Output nothing but the lines from the line with "of the hiker" through the end of the listing below, both ends included.
━━━━━ Extracted entries ━━━━━
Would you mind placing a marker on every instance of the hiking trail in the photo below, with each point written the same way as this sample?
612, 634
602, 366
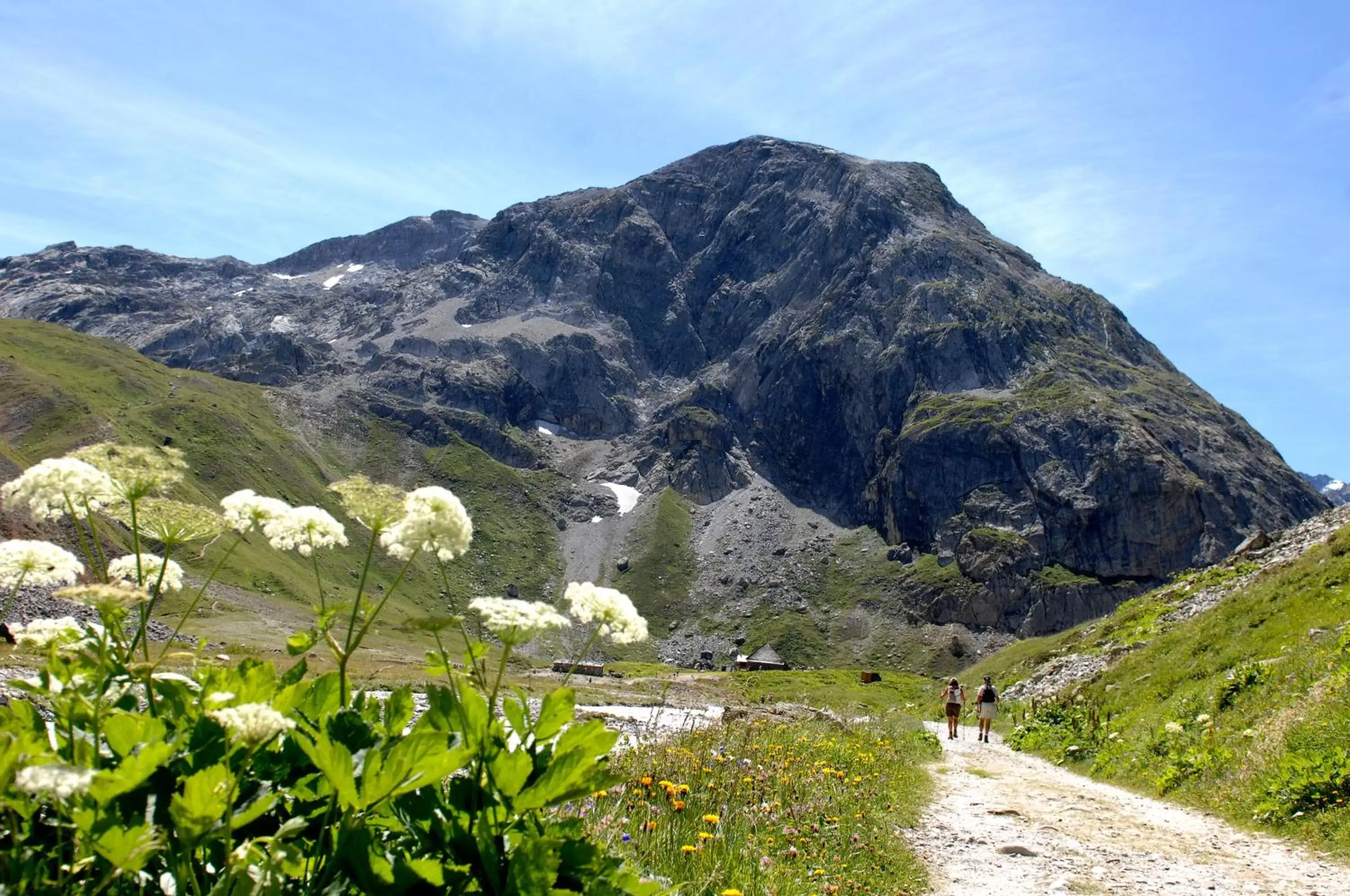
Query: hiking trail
1009, 824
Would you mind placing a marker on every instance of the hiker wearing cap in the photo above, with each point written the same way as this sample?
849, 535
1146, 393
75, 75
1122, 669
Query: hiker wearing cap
987, 706
955, 697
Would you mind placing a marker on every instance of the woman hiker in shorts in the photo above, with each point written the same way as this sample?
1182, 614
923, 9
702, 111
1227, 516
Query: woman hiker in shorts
987, 706
955, 697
━━━━━
* **Full answer**:
Would you mind placing a marker on every instance of the hiker wearing cap in the photo above, with each point written the same way as this sample?
849, 535
1146, 393
75, 75
1122, 669
Query: hiker wearing cap
987, 706
955, 697
Would you mind placing a marker on every instance of the woman hiker in shorts in the photo above, with each point written the same way as this sample?
1182, 614
923, 9
702, 111
1227, 516
Query: woman hiker in shorts
987, 706
955, 697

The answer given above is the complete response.